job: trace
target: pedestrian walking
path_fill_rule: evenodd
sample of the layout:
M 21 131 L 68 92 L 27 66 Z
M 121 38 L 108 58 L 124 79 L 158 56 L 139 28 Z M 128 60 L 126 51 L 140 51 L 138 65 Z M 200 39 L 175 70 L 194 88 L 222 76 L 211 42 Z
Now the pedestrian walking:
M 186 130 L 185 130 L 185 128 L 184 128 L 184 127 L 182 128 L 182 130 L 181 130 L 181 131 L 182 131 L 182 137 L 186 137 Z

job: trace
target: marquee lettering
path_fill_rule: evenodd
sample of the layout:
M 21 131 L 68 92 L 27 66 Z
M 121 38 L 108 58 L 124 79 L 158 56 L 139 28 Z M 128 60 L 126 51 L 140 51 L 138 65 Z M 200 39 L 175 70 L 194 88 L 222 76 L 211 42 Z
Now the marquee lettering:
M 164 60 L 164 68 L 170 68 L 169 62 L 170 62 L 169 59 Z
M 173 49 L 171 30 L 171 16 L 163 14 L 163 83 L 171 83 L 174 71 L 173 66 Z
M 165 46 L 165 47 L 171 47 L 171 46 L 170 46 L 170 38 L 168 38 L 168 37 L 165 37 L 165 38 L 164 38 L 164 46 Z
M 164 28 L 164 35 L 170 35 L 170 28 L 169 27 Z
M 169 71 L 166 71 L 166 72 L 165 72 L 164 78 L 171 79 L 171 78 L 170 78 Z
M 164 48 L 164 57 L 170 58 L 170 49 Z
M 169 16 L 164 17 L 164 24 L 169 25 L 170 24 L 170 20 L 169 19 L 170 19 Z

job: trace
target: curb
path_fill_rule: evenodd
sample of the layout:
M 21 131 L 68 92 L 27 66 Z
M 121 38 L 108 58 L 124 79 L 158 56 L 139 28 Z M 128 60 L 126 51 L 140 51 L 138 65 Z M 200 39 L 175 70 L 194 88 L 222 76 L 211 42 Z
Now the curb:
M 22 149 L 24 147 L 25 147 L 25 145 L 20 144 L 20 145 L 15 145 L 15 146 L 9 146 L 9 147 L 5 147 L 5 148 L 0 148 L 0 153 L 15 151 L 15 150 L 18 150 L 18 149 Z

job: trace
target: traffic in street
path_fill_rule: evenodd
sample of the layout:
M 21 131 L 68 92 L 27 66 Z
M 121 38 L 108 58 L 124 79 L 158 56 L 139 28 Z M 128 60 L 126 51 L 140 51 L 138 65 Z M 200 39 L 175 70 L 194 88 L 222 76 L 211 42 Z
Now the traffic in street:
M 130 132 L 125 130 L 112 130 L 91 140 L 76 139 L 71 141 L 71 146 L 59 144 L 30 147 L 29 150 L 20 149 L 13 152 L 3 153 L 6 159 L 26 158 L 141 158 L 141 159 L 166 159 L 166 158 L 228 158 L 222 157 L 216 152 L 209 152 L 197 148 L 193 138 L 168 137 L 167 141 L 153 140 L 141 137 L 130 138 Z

=== REQUIREMENT ===
If a line in the entries above contains "target", report it.

=== EXERCISE SOLUTION ===
target: pedestrian walking
target: marquee lettering
target: curb
target: traffic in street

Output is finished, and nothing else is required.